## Prompt
Here are some records; copy every line that holds the word "apple".

## Records from a collection
[Start of section]
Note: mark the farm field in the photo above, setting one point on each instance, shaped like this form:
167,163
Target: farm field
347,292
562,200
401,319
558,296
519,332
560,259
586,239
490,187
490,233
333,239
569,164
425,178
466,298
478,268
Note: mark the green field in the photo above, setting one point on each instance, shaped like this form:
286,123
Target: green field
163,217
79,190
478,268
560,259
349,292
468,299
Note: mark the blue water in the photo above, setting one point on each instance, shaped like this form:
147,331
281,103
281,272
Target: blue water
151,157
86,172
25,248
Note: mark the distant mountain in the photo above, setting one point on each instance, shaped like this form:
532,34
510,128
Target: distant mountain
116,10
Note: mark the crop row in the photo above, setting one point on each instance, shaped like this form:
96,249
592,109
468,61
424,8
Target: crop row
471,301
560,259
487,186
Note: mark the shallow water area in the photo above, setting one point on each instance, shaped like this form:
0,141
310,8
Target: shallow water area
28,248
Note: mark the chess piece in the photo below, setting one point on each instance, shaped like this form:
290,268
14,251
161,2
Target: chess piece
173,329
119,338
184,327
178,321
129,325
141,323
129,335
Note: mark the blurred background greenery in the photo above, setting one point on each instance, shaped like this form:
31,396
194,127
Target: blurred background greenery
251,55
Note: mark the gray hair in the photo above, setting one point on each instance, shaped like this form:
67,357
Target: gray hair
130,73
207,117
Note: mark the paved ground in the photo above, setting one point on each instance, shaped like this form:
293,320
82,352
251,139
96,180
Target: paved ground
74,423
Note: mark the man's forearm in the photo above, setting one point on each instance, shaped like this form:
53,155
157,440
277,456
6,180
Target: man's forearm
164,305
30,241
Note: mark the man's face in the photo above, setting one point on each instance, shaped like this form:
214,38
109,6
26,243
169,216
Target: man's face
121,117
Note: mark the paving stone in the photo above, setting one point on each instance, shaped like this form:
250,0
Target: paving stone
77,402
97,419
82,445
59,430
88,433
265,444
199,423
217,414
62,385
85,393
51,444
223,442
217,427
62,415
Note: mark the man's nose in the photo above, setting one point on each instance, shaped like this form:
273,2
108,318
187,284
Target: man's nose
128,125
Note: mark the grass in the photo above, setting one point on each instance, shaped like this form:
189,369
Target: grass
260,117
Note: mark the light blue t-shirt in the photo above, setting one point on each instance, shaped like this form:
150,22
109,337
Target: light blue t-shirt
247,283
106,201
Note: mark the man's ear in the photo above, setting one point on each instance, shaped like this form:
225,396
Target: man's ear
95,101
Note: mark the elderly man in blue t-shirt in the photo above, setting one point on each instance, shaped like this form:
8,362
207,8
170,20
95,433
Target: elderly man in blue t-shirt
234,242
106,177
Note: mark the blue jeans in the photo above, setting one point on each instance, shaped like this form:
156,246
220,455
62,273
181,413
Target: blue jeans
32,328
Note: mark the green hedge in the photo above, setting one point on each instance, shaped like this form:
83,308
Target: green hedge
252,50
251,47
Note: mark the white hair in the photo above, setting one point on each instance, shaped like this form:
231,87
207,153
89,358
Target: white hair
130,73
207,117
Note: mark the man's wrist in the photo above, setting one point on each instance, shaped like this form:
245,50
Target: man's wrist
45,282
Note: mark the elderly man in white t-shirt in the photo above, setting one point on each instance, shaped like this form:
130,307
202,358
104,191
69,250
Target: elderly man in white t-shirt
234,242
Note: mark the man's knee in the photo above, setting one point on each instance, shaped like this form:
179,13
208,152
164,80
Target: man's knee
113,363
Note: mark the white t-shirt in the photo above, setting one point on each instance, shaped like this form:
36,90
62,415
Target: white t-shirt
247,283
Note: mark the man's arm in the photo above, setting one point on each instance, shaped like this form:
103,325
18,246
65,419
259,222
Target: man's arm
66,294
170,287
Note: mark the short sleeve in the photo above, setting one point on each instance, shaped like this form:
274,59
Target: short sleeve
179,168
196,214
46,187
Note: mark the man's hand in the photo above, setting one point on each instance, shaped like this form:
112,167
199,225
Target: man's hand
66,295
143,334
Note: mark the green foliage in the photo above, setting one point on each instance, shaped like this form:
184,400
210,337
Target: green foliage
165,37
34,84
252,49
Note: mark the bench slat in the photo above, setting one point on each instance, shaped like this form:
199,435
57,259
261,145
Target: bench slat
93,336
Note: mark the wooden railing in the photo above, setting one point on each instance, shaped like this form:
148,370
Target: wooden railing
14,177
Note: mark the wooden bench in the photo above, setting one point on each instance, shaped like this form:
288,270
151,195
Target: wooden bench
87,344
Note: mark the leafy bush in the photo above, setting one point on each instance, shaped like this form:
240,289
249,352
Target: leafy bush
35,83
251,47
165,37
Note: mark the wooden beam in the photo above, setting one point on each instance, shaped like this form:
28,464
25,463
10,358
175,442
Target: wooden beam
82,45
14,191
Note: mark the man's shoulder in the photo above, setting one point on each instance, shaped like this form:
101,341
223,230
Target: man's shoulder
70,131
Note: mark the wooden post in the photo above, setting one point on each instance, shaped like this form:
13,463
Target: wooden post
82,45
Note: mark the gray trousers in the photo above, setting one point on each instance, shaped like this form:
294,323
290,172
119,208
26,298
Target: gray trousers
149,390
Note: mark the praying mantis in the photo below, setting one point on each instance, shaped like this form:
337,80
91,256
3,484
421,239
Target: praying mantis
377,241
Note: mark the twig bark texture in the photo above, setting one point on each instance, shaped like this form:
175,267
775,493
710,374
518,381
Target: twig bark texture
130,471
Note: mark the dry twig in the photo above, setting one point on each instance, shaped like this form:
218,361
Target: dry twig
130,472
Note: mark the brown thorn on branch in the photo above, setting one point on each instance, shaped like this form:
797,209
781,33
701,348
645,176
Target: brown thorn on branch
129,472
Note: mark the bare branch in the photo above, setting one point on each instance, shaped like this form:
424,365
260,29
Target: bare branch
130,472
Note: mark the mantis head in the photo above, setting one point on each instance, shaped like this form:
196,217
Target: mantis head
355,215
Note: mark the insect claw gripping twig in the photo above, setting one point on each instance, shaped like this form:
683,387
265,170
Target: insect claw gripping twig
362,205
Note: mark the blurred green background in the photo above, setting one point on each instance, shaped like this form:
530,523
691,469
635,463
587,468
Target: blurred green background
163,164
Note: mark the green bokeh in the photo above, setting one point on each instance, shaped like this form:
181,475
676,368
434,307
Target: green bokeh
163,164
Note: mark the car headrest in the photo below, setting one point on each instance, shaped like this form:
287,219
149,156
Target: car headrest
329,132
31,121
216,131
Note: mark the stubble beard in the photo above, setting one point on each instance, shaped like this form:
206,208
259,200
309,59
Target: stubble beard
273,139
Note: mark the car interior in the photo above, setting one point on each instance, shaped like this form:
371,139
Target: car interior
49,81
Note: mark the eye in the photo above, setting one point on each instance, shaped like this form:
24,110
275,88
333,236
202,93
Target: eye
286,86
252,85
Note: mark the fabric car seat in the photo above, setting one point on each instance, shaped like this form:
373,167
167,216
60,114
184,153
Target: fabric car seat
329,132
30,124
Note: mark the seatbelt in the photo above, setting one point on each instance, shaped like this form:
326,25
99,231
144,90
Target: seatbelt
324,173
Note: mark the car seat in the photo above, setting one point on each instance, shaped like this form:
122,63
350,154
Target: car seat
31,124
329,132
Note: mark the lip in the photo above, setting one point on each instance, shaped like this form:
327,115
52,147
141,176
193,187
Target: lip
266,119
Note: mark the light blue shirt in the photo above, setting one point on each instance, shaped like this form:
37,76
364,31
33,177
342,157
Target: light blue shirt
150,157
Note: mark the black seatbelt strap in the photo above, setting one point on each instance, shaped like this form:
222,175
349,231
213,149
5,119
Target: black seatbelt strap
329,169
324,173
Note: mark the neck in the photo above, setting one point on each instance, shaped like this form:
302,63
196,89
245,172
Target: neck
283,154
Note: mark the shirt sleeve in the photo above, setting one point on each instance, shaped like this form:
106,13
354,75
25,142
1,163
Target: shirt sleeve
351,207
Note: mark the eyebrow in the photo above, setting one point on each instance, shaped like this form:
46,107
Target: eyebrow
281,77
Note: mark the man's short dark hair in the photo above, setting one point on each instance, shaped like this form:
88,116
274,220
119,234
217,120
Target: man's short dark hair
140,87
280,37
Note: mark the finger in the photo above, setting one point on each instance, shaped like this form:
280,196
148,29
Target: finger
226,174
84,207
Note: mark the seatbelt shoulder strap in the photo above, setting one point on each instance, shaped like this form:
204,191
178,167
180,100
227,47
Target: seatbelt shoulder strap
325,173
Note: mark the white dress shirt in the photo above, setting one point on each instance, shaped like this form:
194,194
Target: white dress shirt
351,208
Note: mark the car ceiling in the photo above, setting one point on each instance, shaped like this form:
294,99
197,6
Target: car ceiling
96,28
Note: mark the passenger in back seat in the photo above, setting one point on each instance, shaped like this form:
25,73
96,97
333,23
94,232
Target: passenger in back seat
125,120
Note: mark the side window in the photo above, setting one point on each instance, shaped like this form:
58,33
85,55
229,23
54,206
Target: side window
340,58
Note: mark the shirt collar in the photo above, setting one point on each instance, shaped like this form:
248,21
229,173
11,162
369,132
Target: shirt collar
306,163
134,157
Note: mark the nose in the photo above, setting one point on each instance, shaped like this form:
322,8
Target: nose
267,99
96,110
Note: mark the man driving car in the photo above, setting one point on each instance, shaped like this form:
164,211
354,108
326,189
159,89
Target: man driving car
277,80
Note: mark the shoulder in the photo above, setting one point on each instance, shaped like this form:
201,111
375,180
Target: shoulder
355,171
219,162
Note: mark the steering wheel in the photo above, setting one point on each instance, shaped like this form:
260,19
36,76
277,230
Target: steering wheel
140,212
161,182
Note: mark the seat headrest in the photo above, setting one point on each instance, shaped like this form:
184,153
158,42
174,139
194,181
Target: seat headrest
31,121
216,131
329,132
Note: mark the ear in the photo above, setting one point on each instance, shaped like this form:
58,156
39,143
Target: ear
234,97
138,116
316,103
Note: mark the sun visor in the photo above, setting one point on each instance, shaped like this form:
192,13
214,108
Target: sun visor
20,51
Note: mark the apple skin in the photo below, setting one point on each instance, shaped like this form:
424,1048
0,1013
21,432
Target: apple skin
[End of section]
## Expected output
Note: mark the apple skin in the photo below, setting one point on each instance, shaped like this form:
Target: apple skin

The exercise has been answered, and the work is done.